The problem — In the records below, find the line that contains "89V79L50 78L48 112L53", then transcribe it and every later line exactly, stopping at the final line.

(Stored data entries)

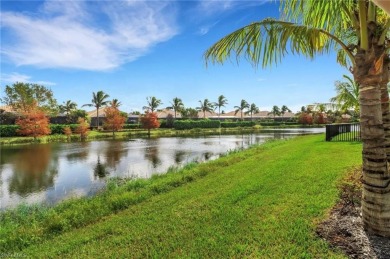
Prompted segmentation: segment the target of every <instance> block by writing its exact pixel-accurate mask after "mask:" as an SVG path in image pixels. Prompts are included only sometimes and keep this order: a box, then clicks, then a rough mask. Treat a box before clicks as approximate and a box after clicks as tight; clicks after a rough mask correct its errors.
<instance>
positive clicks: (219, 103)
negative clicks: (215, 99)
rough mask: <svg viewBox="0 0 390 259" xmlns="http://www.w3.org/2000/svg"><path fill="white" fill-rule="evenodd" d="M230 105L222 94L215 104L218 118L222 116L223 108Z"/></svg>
mask: <svg viewBox="0 0 390 259" xmlns="http://www.w3.org/2000/svg"><path fill="white" fill-rule="evenodd" d="M226 104H228V102H227V99H226V97H225V96H223V95H222V94H221V95H220V96H218V101H217V102H216V103H214V105H215V107H218V118H219V116H220V115H221V107H225V105H226Z"/></svg>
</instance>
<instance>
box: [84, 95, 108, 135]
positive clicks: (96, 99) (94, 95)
mask: <svg viewBox="0 0 390 259" xmlns="http://www.w3.org/2000/svg"><path fill="white" fill-rule="evenodd" d="M108 97H110V96H109V95H108V94H106V93H105V92H103V91H98V92H97V93H96V94H95V93H94V92H93V93H92V101H91V103H88V104H84V105H83V106H82V107H84V106H88V107H95V108H96V116H97V118H96V127H97V128H99V125H100V124H99V109H100V108H101V107H102V106H106V105H107V104H108V103H109V101H107V99H108Z"/></svg>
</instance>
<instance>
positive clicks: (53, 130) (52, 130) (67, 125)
mask: <svg viewBox="0 0 390 259" xmlns="http://www.w3.org/2000/svg"><path fill="white" fill-rule="evenodd" d="M77 126H78V125H77V124H68V125H67V124H50V130H51V134H52V135H53V134H64V129H65V128H66V127H70V129H71V130H72V132H74V131H75V130H76V128H77Z"/></svg>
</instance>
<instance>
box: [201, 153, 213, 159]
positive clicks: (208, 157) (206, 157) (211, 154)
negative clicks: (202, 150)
mask: <svg viewBox="0 0 390 259" xmlns="http://www.w3.org/2000/svg"><path fill="white" fill-rule="evenodd" d="M212 156H213V153H212V152H205V153H204V154H203V157H204V160H206V161H207V160H209V159H210V158H211V157H212Z"/></svg>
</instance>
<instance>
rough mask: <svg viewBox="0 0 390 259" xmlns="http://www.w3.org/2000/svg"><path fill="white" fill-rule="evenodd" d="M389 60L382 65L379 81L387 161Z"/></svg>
mask: <svg viewBox="0 0 390 259" xmlns="http://www.w3.org/2000/svg"><path fill="white" fill-rule="evenodd" d="M389 61H390V60H386V61H385V62H384V65H383V72H382V80H381V83H380V88H381V102H382V105H381V108H382V120H383V129H384V131H385V138H386V156H387V161H388V162H389V161H390V104H389V91H388V89H387V84H388V83H389V70H388V68H389Z"/></svg>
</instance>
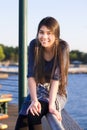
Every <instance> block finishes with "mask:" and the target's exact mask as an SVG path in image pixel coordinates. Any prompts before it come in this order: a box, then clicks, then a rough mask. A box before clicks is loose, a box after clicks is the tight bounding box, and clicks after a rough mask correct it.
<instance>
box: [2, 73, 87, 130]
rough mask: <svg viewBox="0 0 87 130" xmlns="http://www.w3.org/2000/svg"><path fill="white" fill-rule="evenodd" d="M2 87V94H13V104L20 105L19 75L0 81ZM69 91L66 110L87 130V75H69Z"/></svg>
mask: <svg viewBox="0 0 87 130" xmlns="http://www.w3.org/2000/svg"><path fill="white" fill-rule="evenodd" d="M0 87H1V88H0V93H11V94H12V95H13V100H12V101H11V103H16V104H18V75H9V77H8V79H0ZM67 90H68V101H67V104H66V106H65V108H66V110H67V111H68V113H69V114H70V115H71V116H72V118H73V119H74V120H76V122H77V123H78V124H79V125H80V127H81V128H82V129H84V130H87V74H69V76H68V86H67Z"/></svg>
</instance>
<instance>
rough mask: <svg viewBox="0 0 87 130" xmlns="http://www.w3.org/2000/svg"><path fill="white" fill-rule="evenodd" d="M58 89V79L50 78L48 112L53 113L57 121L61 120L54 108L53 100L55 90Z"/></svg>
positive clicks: (54, 105)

Output of the task —
rough mask: <svg viewBox="0 0 87 130" xmlns="http://www.w3.org/2000/svg"><path fill="white" fill-rule="evenodd" d="M58 89V79L50 78L48 112L53 113L57 121L61 120L54 108L53 100L55 90Z"/></svg>
positive clicks: (54, 105)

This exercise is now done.